** Opening DOCUMENT SEGMENT block **

The classifier was then trained on a subset of the emails and evaluated on a held-out test set. The confusion matrix and summary metrics show how often the model correctly identifies spam and ham, and where it makes mistakes. Overall, the model does a reasonable job at separating spam from real messages, but there is still room for improvement, especially around misclassified ham messages.
The TF–IDF plots help explain why the model works. Certain words appear much more strongly in ham (for example, technical mailing-list words) while other words are strongly associated with spam (fonts like “serif” / “helvetica”, and marketing or insurance terms). These patterns make sense: spam messages often share similar layout and sales language, while ham messages contain more regular conversational or technical vocabulary. In a real-world system, we could extend this approach by adding more features, trying more advanced models, and retraining regularly as spam tactics change.
Working through this assignment actually made me stop and think more about how spam works and why it still manages to slip through filters. It’s crazy that after all these years, spammers still try to make their messages look as “ham-like” as possible — almost like they’re trying to blend in at a party they weren’t invited to. When you hover over an email that claims to be Home Depot and the address is something wild, you realize how much effort goes into pretending to be legitimate. So doing this project helped me understand why the line between spam and ham is always shifting. Filters get smarter, but the spammers keep trying to mimic real emails, and that back-and-forth is why this type of classification is still such a big deal in the real world.

** Closing DOCUMENT SEGMENT block **
** Opening DATA SECTION block **

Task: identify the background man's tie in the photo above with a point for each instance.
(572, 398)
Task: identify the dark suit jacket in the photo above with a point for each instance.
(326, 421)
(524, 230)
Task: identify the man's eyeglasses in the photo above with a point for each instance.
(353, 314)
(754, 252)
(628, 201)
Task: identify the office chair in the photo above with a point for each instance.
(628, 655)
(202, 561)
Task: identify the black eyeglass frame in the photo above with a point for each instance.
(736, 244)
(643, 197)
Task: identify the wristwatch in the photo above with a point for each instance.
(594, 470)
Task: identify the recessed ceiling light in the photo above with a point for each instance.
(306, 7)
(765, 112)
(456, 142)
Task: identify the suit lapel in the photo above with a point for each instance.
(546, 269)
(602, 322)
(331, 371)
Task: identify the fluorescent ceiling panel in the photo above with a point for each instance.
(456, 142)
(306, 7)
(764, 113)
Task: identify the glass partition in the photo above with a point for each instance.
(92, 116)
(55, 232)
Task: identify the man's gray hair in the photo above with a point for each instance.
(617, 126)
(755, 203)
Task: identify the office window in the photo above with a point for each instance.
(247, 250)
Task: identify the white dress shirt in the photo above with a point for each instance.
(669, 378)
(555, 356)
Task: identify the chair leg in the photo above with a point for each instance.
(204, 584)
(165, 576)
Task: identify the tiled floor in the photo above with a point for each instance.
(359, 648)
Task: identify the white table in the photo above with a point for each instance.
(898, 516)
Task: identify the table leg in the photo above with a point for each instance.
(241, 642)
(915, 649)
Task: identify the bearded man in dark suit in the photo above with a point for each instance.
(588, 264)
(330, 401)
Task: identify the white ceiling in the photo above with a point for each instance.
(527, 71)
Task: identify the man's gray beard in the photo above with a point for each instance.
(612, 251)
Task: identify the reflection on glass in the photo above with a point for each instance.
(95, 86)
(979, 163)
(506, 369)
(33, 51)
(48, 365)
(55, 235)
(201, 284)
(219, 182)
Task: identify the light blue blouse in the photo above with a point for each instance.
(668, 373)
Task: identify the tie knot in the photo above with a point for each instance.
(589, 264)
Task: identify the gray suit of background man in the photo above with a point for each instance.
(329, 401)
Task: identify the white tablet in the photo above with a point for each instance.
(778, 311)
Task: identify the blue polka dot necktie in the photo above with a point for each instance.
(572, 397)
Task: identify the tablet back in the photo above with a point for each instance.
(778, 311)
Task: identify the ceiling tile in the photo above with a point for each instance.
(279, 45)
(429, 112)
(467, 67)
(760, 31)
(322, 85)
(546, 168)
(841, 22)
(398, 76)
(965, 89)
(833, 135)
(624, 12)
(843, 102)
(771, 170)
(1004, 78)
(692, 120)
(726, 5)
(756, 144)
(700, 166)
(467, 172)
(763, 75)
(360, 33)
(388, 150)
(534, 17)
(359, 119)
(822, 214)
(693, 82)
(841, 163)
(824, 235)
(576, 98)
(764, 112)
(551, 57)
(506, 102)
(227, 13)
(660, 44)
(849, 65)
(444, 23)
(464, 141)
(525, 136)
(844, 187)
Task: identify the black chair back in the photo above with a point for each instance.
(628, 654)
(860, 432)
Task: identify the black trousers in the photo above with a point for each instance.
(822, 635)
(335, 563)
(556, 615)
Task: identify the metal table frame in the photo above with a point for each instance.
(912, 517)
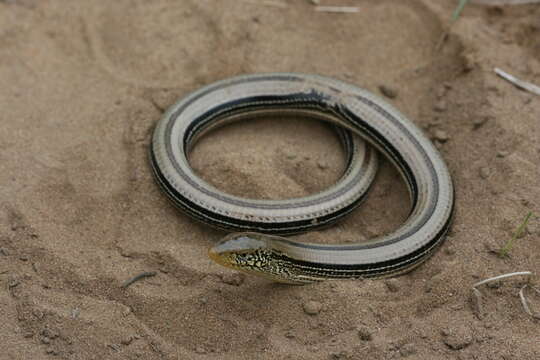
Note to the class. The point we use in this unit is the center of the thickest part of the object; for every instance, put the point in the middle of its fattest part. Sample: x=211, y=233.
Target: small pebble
x=533, y=227
x=52, y=351
x=290, y=156
x=441, y=136
x=312, y=307
x=484, y=172
x=48, y=333
x=407, y=350
x=387, y=91
x=479, y=122
x=440, y=106
x=339, y=355
x=365, y=333
x=458, y=338
x=449, y=250
x=322, y=165
x=75, y=313
x=235, y=278
x=392, y=285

** Closing DATA SECTION block **

Write out the passage of the spam classifier text starting at "Working through this" and ending at "the real world.". The lines come from a separate source.

* _WRITTEN SOLUTION_:
Working through this assignment actually made me stop and think more about how spam works and why it still manages to slip through filters. It’s crazy that after all these years, spammers still try to make their messages look as “ham-like” as possible — almost like they’re trying to blend in at a party they weren’t invited to. When you hover over an email that claims to be Home Depot and the address is something wild, you realize how much effort goes into pretending to be legitimate. So doing this project helped me understand why the line between spam and ham is always shifting. Filters get smarter, but the spammers keep trying to mimic real emails, and that back-and-forth is why this type of classification is still such a big deal in the real world.